#### Source excerpt

ScrapeBox Forum
Harvester Stopping Early - Printable Version

+- ScrapeBox Forum (https://www.scrapeboxforum.com)
+-- Forum: ScrapeBox Main Discussion (https://www.scrapeboxforum.com/Forum-scrapebox-main-discussion)
+--- Forum: General ScrapeBox Talk (https://www.scrapeboxforum.com/Forum-general-scrapebox-talk)
+--- Thread: Harvester Stopping Early (/Thread-harvester-stopping-early)



Harvester Stopping Early - kissthechicken28 - 08-17-2016

So I've run into an issue recently with Scrapebox Harvester. I'll run the scraper and find several million keywords and then plug them into Harvester (specifically for Bing if that matters). I'll start and everything will seem to be going smoothly. However, the Harvester will stop early and say complete and only find a fraction of the sites it is supposed to.

For example, I recently scraped around 2 million keywords. I ran Harvester and it got to 1% on the completion bar then stopped, only finding around 500,000 sites. When I scrolled through the keywords almost all of them were red and showed that zero sites were found.

########

**Goal 1**
Count the lines in the entries below that contain the word "frame", and state only the number.

#### Extracted entries

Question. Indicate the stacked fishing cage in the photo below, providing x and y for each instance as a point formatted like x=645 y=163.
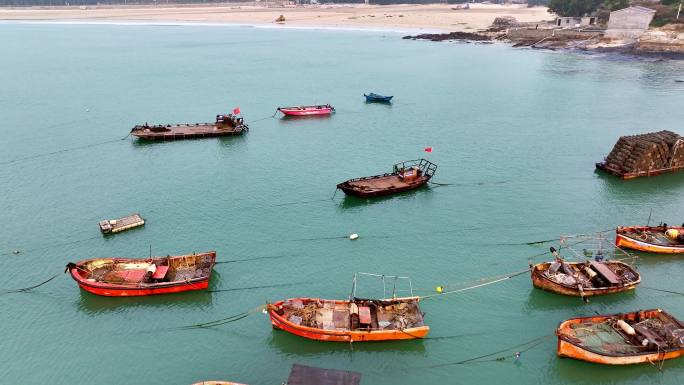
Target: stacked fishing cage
x=645 y=154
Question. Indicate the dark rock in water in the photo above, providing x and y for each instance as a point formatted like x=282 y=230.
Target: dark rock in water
x=451 y=36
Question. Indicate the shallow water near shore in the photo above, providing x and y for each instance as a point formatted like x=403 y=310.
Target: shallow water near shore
x=516 y=133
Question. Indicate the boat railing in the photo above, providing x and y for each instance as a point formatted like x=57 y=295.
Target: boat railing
x=393 y=279
x=425 y=166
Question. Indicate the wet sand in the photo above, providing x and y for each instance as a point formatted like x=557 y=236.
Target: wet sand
x=436 y=17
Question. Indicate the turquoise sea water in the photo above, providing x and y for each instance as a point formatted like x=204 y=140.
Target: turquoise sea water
x=516 y=131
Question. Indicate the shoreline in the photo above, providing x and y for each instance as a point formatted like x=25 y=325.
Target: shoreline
x=392 y=18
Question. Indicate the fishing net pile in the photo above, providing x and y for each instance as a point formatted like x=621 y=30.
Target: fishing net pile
x=646 y=152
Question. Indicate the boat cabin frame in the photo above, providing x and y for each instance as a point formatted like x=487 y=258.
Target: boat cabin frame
x=395 y=279
x=426 y=167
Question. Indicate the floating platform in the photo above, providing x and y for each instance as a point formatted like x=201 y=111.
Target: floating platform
x=121 y=224
x=225 y=125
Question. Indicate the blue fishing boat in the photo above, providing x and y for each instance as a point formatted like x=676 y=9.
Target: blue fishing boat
x=371 y=98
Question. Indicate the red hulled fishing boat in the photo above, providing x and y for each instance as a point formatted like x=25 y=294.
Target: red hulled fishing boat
x=353 y=320
x=124 y=277
x=661 y=239
x=325 y=109
x=648 y=336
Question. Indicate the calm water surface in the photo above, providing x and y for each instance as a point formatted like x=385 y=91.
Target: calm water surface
x=516 y=132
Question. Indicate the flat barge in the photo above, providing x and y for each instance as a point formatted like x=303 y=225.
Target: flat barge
x=112 y=226
x=405 y=176
x=225 y=125
x=643 y=155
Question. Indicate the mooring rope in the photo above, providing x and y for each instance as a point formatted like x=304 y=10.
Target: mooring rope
x=25 y=289
x=527 y=344
x=493 y=281
x=221 y=321
x=36 y=156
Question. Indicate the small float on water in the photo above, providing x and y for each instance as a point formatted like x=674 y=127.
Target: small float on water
x=648 y=336
x=375 y=98
x=113 y=226
x=662 y=239
x=309 y=375
x=125 y=277
x=405 y=176
x=353 y=320
x=584 y=279
x=325 y=109
x=225 y=125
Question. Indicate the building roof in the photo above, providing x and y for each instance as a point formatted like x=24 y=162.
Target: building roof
x=636 y=8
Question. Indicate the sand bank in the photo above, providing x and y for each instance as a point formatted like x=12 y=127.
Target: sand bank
x=438 y=17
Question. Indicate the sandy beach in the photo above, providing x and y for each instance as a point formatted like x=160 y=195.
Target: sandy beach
x=436 y=17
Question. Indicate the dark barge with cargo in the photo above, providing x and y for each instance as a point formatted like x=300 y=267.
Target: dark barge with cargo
x=645 y=155
x=405 y=176
x=225 y=125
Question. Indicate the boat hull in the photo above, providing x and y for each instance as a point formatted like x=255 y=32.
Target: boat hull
x=137 y=292
x=567 y=348
x=129 y=289
x=541 y=282
x=281 y=323
x=188 y=131
x=349 y=189
x=627 y=242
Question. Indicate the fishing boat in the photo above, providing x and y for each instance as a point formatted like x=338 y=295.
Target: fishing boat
x=584 y=279
x=375 y=98
x=225 y=125
x=325 y=109
x=125 y=277
x=353 y=320
x=662 y=239
x=648 y=336
x=113 y=226
x=405 y=176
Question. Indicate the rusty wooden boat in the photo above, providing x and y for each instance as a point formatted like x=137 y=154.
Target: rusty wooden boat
x=661 y=239
x=405 y=176
x=648 y=336
x=225 y=125
x=353 y=320
x=113 y=226
x=125 y=277
x=584 y=279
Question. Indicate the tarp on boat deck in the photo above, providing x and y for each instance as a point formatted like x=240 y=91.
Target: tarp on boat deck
x=307 y=375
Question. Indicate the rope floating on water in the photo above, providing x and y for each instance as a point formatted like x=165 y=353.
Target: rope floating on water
x=528 y=345
x=25 y=289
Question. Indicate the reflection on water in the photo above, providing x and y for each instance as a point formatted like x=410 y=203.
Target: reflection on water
x=95 y=304
x=354 y=202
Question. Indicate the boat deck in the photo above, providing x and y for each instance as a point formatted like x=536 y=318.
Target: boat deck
x=651 y=236
x=385 y=182
x=186 y=131
x=121 y=224
x=359 y=315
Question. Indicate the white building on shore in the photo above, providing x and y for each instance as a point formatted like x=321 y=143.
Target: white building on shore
x=629 y=23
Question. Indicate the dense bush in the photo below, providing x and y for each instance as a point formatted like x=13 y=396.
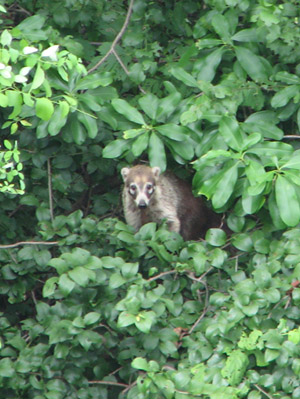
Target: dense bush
x=89 y=309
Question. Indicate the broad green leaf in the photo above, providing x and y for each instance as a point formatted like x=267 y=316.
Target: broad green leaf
x=56 y=122
x=221 y=26
x=183 y=76
x=140 y=144
x=66 y=285
x=184 y=149
x=44 y=108
x=207 y=67
x=252 y=64
x=149 y=104
x=286 y=77
x=230 y=131
x=252 y=203
x=157 y=154
x=140 y=364
x=283 y=96
x=272 y=149
x=128 y=111
x=294 y=162
x=216 y=237
x=89 y=122
x=116 y=280
x=3 y=100
x=133 y=133
x=115 y=148
x=172 y=131
x=126 y=319
x=50 y=287
x=287 y=201
x=81 y=275
x=94 y=80
x=38 y=79
x=246 y=35
x=225 y=187
x=274 y=212
x=91 y=318
x=167 y=105
x=7 y=367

########

**Goal 2**
Answer these questions from the forum thread above:
(a) Which search engine was the poster using Harvester for?
(b) About how many keywords did the poster scrape in the recent example?
(c) What percentage did the completion bar reach before Harvester stopped?

**Correct output 1**
2

**Correct output 2**
(a) Bing
(b) Around 2 million
(c) 1%